Stored items from a collection
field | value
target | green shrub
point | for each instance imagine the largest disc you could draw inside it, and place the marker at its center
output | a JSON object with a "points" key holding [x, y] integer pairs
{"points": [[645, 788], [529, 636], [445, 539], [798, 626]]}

EXERCISE OBJECTIVE: Beginning with the line that holds "output | a JSON" and ending with the last line of the data, copy each line exactly and add nothing.

PROBLEM SOLUTION:
output | a JSON object with a "points" key holding [x, y] integer pairs
{"points": [[645, 788], [529, 636], [445, 539], [798, 626]]}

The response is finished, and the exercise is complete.